--- start of Record set ---

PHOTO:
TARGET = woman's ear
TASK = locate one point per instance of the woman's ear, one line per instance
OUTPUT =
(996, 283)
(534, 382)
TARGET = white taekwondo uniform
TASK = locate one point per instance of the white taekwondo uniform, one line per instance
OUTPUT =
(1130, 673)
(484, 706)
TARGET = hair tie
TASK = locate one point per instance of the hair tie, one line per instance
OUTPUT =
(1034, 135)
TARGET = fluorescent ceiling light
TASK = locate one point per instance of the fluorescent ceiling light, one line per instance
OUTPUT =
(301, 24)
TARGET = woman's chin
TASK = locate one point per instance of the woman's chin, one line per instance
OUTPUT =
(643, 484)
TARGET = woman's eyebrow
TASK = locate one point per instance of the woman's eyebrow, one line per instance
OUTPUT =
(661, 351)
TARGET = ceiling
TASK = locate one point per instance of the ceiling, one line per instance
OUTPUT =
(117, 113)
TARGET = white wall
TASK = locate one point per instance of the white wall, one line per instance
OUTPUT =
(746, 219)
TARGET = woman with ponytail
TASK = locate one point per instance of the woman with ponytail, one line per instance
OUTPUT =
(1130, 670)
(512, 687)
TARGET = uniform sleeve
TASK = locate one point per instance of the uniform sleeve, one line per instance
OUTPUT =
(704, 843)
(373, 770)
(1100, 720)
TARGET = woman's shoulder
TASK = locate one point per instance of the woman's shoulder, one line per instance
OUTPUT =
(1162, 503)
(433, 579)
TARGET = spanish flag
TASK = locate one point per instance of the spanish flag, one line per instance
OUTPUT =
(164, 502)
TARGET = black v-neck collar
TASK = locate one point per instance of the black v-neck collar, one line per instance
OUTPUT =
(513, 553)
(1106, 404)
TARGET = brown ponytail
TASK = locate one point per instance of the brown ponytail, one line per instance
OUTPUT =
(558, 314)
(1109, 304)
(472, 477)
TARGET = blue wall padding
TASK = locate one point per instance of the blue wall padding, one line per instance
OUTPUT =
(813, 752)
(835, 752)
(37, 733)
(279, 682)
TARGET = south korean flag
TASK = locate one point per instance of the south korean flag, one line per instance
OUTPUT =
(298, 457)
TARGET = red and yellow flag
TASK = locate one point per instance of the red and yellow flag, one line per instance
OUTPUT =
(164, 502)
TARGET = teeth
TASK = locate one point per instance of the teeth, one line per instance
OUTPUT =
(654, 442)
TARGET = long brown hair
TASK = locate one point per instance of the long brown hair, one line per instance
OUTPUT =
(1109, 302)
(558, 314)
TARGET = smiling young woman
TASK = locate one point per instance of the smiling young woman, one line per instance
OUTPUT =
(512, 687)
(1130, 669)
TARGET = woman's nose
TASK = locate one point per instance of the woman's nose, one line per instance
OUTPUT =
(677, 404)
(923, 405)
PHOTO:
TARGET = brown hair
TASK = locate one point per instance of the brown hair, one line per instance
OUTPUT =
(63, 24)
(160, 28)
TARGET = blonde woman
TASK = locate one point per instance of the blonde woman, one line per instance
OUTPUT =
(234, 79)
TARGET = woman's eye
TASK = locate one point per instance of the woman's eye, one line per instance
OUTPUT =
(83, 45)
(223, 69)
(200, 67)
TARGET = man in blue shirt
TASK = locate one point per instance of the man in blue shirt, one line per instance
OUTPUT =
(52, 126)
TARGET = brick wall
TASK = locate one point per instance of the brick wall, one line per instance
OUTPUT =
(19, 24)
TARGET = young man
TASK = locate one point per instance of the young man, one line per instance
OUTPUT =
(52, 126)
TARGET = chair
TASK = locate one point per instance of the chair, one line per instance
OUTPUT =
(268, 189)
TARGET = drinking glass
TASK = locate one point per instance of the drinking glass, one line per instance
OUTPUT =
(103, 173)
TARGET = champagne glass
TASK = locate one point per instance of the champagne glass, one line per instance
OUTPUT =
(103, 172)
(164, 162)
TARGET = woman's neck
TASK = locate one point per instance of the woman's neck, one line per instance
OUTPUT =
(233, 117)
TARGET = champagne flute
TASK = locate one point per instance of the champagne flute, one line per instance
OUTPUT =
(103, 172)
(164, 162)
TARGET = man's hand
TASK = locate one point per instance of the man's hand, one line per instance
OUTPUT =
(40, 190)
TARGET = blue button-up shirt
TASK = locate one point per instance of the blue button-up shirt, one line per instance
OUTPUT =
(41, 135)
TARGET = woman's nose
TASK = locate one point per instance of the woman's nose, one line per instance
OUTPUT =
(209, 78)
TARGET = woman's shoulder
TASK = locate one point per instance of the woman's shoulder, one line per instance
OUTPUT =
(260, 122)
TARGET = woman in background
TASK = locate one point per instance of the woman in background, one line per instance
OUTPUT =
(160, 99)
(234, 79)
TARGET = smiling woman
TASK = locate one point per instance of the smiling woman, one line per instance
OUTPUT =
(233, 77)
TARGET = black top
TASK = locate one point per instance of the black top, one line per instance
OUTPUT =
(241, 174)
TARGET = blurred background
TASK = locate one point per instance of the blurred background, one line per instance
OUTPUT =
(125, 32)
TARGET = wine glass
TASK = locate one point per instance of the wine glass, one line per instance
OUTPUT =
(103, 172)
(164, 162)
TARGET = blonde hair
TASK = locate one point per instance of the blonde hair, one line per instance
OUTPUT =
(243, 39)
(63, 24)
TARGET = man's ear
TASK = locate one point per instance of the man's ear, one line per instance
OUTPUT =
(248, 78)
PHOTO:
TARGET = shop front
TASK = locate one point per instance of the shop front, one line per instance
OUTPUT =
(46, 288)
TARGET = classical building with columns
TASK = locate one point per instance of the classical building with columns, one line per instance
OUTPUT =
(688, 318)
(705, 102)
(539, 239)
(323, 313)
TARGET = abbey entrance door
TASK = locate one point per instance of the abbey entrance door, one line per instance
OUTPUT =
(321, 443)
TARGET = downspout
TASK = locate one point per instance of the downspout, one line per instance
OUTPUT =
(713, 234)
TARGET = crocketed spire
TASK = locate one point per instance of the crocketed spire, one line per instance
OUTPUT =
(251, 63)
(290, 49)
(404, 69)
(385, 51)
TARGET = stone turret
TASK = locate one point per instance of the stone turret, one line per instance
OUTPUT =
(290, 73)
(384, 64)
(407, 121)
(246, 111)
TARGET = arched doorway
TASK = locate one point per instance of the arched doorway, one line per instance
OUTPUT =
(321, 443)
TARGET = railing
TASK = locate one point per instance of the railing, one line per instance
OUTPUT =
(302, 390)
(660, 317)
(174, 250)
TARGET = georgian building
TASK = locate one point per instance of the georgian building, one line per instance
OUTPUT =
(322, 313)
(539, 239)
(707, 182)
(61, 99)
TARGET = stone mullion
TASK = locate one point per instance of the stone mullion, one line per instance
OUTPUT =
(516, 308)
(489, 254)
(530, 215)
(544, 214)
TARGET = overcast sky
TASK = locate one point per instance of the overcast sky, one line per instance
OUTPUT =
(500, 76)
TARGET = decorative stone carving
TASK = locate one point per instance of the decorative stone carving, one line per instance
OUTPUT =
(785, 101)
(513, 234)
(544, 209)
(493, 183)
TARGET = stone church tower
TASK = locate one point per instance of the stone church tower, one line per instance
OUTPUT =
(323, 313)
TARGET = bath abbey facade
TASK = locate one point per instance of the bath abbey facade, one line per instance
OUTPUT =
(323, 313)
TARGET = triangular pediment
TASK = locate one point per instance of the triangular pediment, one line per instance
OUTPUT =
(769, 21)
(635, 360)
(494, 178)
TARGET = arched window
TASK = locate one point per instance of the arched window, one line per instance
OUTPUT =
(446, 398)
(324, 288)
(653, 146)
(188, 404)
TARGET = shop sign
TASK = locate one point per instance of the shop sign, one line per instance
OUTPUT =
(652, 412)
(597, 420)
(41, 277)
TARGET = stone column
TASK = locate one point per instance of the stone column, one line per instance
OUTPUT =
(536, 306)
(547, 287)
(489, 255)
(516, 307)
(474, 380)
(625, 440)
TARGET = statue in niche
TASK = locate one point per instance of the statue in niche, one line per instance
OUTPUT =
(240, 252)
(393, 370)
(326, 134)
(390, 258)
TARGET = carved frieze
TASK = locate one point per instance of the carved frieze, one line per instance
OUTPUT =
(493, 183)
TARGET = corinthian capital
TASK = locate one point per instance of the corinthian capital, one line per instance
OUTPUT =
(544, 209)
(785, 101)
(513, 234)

--- end of Record set ---

Written task » Reproduce word for word the data from the line with "TARGET = south korean flag" up to and including the line with "(1130, 669)".

Task response »
TARGET = south korean flag
TASK = locate one point per instance of the south korean flag, one line per instance
OUTPUT =
(298, 457)
TARGET = red and yellow flag
TASK = locate one point per instance of the red and yellow flag, one line per instance
OUTPUT =
(164, 502)
TARGET = teeth
TASK = locate one point per instance of the teeth, one line per instance
OUTPUT =
(654, 442)
TARGET = long brown hair
TASK = locate one point per instance of the long brown hair, one line per instance
OUTPUT =
(1109, 302)
(558, 314)
TARGET = smiling young woman
TASK = locate one point per instance of the smiling young woman, one line per instance
OUTPUT =
(512, 687)
(1130, 669)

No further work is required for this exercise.